- [Task prompt]
Word-for-word transcription needed. Include every entry below but no pictures.

- [Records shown]
BEGIN

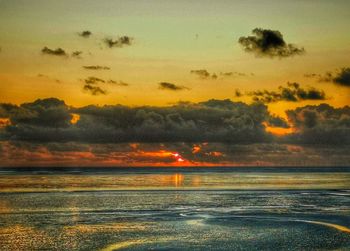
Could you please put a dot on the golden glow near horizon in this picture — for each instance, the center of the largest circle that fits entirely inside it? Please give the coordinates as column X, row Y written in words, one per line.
column 161, row 53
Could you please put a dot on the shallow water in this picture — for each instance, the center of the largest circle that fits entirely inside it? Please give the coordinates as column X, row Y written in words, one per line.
column 176, row 209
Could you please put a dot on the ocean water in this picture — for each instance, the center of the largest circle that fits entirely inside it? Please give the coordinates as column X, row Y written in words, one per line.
column 251, row 208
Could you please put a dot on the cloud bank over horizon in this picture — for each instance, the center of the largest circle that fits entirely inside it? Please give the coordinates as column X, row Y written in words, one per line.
column 214, row 132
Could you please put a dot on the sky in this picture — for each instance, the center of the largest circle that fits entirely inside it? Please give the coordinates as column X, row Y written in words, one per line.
column 134, row 83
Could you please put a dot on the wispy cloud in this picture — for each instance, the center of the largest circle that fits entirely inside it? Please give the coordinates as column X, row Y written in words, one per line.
column 171, row 86
column 85, row 34
column 54, row 52
column 269, row 43
column 119, row 42
column 96, row 67
column 94, row 90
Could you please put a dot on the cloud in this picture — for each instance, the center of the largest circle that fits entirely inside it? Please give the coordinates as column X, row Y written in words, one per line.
column 171, row 87
column 94, row 90
column 54, row 52
column 77, row 54
column 269, row 43
column 277, row 121
column 292, row 92
column 204, row 74
column 238, row 93
column 322, row 124
column 225, row 121
column 15, row 153
column 49, row 120
column 119, row 42
column 94, row 80
column 340, row 77
column 120, row 83
column 96, row 67
column 48, row 78
column 85, row 34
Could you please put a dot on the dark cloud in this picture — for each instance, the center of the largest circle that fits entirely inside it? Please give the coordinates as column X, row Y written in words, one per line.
column 96, row 67
column 48, row 78
column 120, row 83
column 204, row 74
column 210, row 121
column 54, row 52
column 322, row 124
column 238, row 93
column 49, row 120
column 340, row 77
column 292, row 92
column 119, row 42
column 277, row 121
column 270, row 43
column 172, row 87
column 94, row 90
column 77, row 54
column 94, row 80
column 85, row 34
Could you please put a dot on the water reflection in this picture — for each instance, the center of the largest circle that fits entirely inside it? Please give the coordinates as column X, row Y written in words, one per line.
column 177, row 180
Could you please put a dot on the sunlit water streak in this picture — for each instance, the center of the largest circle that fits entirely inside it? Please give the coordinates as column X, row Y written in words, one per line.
column 176, row 209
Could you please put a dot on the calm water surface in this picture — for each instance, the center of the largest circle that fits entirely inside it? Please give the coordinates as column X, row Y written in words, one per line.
column 175, row 209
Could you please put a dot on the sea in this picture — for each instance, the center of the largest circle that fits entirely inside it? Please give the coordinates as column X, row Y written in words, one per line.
column 175, row 208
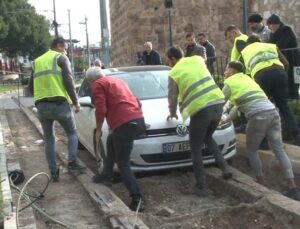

END

- [Written solution]
Could you please put a dot on the golden glow near horizon in this picture — for each instance, the center of the largest circle that fits entirely inside it? Please give the coordinates as column X, row Y written in words, one per line.
column 161, row 53
Could you please put a dot on the shallow water in this picture — for each instance, the center of the largest circle that fits entirely inside it? Please give the coordinates as column X, row Y written in words, one per line.
column 176, row 209
Could you please put a dot on the ocean water in this picture — for each instance, the center of the largest circle that fits entirely inside it? Please give the coordinates as column X, row Y written in words, one per line.
column 251, row 208
Could you please put a dot on the cloud bank over horizon in this picture — for each instance, the center of the largest circle that fits entirely inside it? Please give the coordinates as column X, row Y written in words, one per line.
column 214, row 132
Could you please put a dot on the sky in this picture — for each instance, the center of the largest circle that fits entirely inside it? Please give the coordinates as column X, row Y written in words, one per line.
column 134, row 83
Could you please put a dot on the wispy cloud in this picture — for each instance, the center of the largest circle that fits entirely inside it? Please give the coordinates as column X, row Y written in words, one per line.
column 171, row 86
column 85, row 34
column 54, row 52
column 269, row 43
column 119, row 42
column 96, row 67
column 94, row 90
Could you please put a dot on the cloud in this picture — for each instance, the center of the largest circle that fits entirely inside it? Please give the coordinates as column X, row Y written in words, one per line.
column 171, row 87
column 94, row 90
column 54, row 52
column 77, row 54
column 269, row 43
column 277, row 121
column 292, row 92
column 204, row 74
column 238, row 93
column 322, row 124
column 225, row 121
column 15, row 153
column 49, row 120
column 119, row 42
column 94, row 80
column 340, row 77
column 120, row 83
column 96, row 67
column 48, row 78
column 85, row 34
Could you please put a dot on the dark cloud in this picture — for each instance, the center of the largest circle that fits entirely inside it? Please give the coordinates as column X, row Y written in words, one per line.
column 96, row 67
column 48, row 78
column 120, row 83
column 204, row 74
column 210, row 121
column 54, row 52
column 322, row 124
column 238, row 93
column 49, row 120
column 340, row 77
column 292, row 92
column 119, row 42
column 277, row 121
column 270, row 43
column 172, row 87
column 94, row 90
column 77, row 54
column 94, row 80
column 85, row 34
Could you please put a dot on the water reflection in this picture — for each instance, the center of the largest circle that fits entirely inside it? Please give the coordinates as column X, row Y written in words, one per line.
column 177, row 180
Could you please put a dot on the sunlit water streak in this picture — for each instance, the center of the largest circle that fits entirely inside it? Please give the coordinates as column X, row Y written in words, one per line.
column 176, row 209
Could you please put a dot on the calm water surface in this picture — for each instance, the center of the largest circle that fits entirely inside it? Please give the coordinates as column X, row Y written in words, one per line.
column 175, row 209
Could you please put a dot on the sea in this picture — for each instance, the center of the largest circle that fits entirely inside it? Please give the coordinates as column X, row Y written in words, one per line.
column 175, row 208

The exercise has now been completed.